▶ _TRY IT_:
From the line containing "flagpole. Tag each instance with a single point." to the line containing "Question. The photograph above contains instances of the narrow" in the entries below, reproduce every line exactly, ends included. Nothing else belongs in the copy, and no pictures.

[Point localization data]
-- Opening Marker --
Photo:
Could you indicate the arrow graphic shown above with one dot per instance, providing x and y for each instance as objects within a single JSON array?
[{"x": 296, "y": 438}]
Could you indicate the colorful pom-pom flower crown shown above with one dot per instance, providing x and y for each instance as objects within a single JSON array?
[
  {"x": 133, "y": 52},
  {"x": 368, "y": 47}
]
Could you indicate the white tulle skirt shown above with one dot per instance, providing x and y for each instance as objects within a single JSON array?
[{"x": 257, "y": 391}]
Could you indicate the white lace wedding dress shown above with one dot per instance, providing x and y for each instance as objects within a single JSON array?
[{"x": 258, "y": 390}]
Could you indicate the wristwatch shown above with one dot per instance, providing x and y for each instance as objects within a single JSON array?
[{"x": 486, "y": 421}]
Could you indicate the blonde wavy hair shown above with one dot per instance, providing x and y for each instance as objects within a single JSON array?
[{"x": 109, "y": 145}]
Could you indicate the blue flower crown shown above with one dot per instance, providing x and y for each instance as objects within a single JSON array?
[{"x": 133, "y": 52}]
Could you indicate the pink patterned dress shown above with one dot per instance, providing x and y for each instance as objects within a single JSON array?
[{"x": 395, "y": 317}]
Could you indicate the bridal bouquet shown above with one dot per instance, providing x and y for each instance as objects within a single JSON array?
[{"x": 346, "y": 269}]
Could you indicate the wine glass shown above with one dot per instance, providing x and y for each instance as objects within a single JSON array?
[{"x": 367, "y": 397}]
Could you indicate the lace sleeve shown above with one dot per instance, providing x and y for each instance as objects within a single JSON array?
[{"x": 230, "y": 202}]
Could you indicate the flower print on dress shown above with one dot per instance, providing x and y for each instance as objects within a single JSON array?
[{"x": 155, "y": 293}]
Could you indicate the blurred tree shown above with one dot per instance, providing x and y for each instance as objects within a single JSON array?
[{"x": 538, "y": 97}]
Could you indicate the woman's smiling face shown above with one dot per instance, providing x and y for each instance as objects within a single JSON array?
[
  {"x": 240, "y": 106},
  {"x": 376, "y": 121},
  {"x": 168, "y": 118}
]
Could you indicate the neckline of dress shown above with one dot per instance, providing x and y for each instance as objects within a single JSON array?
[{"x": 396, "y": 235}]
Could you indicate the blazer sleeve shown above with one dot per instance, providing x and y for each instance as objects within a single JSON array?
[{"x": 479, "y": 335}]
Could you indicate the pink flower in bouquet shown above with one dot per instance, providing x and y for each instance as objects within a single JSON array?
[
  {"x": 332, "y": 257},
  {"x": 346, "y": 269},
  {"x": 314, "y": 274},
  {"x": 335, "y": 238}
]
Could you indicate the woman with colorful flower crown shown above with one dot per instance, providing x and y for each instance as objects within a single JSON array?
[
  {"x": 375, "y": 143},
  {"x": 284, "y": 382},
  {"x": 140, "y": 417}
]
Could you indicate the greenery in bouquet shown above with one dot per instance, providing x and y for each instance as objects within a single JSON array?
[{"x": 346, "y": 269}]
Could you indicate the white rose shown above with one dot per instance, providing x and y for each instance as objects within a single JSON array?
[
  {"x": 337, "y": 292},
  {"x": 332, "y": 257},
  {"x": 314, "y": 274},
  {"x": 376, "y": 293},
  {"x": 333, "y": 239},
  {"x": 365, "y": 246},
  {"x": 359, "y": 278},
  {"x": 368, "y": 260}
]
-- Closing Marker --
-- Opening Marker --
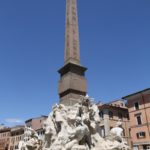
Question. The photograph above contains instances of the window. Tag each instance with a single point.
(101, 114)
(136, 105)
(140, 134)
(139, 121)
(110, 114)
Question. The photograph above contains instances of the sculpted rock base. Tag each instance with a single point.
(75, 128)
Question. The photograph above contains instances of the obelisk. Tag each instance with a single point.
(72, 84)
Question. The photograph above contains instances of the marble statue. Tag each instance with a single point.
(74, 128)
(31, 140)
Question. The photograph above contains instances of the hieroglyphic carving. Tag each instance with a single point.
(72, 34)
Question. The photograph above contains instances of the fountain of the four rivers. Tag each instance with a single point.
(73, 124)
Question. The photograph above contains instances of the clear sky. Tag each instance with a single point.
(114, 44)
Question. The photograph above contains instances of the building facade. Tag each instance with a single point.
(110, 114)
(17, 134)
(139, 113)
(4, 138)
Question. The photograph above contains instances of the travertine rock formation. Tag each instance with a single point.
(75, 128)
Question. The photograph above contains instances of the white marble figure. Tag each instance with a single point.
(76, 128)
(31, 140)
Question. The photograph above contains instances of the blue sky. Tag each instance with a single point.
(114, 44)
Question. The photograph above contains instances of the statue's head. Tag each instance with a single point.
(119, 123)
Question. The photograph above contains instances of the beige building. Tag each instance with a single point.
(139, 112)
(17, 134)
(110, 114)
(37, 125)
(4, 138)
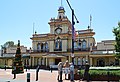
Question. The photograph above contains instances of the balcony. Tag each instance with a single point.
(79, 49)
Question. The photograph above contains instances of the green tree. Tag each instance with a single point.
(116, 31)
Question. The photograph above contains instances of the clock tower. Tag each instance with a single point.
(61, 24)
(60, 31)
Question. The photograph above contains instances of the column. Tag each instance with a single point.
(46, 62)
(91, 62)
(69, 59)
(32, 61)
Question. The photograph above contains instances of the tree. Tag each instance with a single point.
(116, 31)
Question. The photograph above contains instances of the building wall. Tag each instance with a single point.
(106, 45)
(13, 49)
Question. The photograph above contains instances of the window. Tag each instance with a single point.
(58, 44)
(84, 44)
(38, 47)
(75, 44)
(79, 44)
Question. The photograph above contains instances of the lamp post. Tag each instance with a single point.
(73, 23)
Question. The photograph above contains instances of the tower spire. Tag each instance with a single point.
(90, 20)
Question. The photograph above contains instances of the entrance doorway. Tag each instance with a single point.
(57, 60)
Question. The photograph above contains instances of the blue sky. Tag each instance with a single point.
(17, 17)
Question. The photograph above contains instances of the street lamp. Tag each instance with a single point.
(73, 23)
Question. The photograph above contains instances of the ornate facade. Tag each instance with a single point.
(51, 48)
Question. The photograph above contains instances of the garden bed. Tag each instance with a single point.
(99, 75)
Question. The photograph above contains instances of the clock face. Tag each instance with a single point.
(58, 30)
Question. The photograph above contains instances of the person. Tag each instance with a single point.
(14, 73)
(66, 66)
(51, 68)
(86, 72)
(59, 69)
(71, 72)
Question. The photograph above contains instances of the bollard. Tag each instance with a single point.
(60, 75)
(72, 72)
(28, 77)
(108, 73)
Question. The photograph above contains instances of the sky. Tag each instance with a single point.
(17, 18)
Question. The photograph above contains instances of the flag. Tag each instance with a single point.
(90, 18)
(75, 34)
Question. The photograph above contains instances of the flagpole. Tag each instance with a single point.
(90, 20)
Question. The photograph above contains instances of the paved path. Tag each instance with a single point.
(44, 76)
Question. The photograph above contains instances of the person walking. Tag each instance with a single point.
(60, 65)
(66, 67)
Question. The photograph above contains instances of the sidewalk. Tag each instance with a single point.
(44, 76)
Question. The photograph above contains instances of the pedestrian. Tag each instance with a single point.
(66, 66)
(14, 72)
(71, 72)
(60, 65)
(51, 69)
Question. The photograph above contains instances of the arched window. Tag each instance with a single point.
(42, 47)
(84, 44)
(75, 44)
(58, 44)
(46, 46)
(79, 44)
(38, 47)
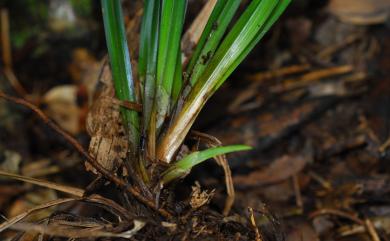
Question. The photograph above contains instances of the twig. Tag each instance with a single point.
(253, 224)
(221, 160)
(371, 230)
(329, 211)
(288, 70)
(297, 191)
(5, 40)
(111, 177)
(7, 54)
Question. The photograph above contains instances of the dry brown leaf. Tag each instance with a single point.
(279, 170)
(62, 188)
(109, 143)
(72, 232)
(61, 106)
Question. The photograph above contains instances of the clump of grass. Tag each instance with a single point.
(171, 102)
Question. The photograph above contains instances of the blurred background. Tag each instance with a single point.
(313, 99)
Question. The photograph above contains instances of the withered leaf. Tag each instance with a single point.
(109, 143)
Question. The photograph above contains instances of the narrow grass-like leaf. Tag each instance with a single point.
-- Closing Marker --
-- Opening Marker --
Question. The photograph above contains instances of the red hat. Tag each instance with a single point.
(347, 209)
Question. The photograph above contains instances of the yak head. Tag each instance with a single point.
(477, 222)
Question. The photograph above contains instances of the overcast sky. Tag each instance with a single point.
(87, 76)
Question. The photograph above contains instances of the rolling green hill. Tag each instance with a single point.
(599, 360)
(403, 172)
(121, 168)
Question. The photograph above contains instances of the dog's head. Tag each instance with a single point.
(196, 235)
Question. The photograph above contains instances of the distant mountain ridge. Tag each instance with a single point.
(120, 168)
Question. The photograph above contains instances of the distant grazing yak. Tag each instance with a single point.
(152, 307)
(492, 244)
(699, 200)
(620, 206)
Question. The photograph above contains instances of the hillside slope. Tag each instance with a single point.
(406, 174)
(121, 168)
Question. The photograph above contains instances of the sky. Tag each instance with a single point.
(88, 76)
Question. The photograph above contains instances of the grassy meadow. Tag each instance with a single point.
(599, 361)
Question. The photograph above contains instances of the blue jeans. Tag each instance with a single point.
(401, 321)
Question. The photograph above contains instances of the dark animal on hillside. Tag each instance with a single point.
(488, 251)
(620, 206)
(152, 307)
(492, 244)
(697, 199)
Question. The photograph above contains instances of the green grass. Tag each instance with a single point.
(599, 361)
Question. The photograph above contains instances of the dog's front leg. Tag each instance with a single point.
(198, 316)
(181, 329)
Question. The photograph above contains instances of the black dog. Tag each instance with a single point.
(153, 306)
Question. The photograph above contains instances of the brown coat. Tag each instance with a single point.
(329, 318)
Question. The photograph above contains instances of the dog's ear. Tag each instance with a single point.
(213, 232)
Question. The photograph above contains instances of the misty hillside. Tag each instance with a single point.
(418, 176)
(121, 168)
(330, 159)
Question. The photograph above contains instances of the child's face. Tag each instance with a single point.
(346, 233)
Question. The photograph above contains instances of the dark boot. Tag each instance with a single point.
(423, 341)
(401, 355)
-- Closing Marker --
▶ _WRITTEN SOLUTION_:
Question. The photograph above contains instances of the flagpole. Tag each instance with a single point.
(90, 20)
Question. The photograph above contains instances of the paved path. Tag each instance with a single point.
(44, 76)
Question. The photograph above contains instances of the person walking. Tag each instance with a single point.
(60, 65)
(66, 67)
Question. The photograph above contains instances of the sidewalk. Tag each instance with a single point.
(44, 76)
Question. The photograph above contains instances of the pedestrian. Tag each instance with a single point.
(66, 66)
(14, 72)
(71, 72)
(60, 65)
(51, 69)
Question. The photograph above contains instances of the arched window. Tag each instance with a single point.
(42, 47)
(84, 44)
(75, 44)
(58, 44)
(46, 46)
(79, 44)
(38, 47)
Question. The photograph above contains instances of the twig. Tag each instance with a single point.
(253, 224)
(221, 160)
(371, 230)
(329, 211)
(288, 70)
(297, 191)
(5, 40)
(111, 177)
(7, 54)
Question. The photograph above contains instances of the dry brown leaf. Tag each instance with a single point.
(279, 170)
(62, 188)
(109, 143)
(72, 232)
(61, 106)
Question. The photograph above contains instances of the clump of grass. Tag each instance with a single point.
(171, 102)
Question. The photograph above contains instances of the blurred background. Tag each instance with a single point.
(313, 99)
Question. The photograph above contains instances of the withered leaf. Tag each instance with a single point.
(109, 143)
Question. The photograph above contains instances of the narrow grass-like leaf. Tag each instance with a single point.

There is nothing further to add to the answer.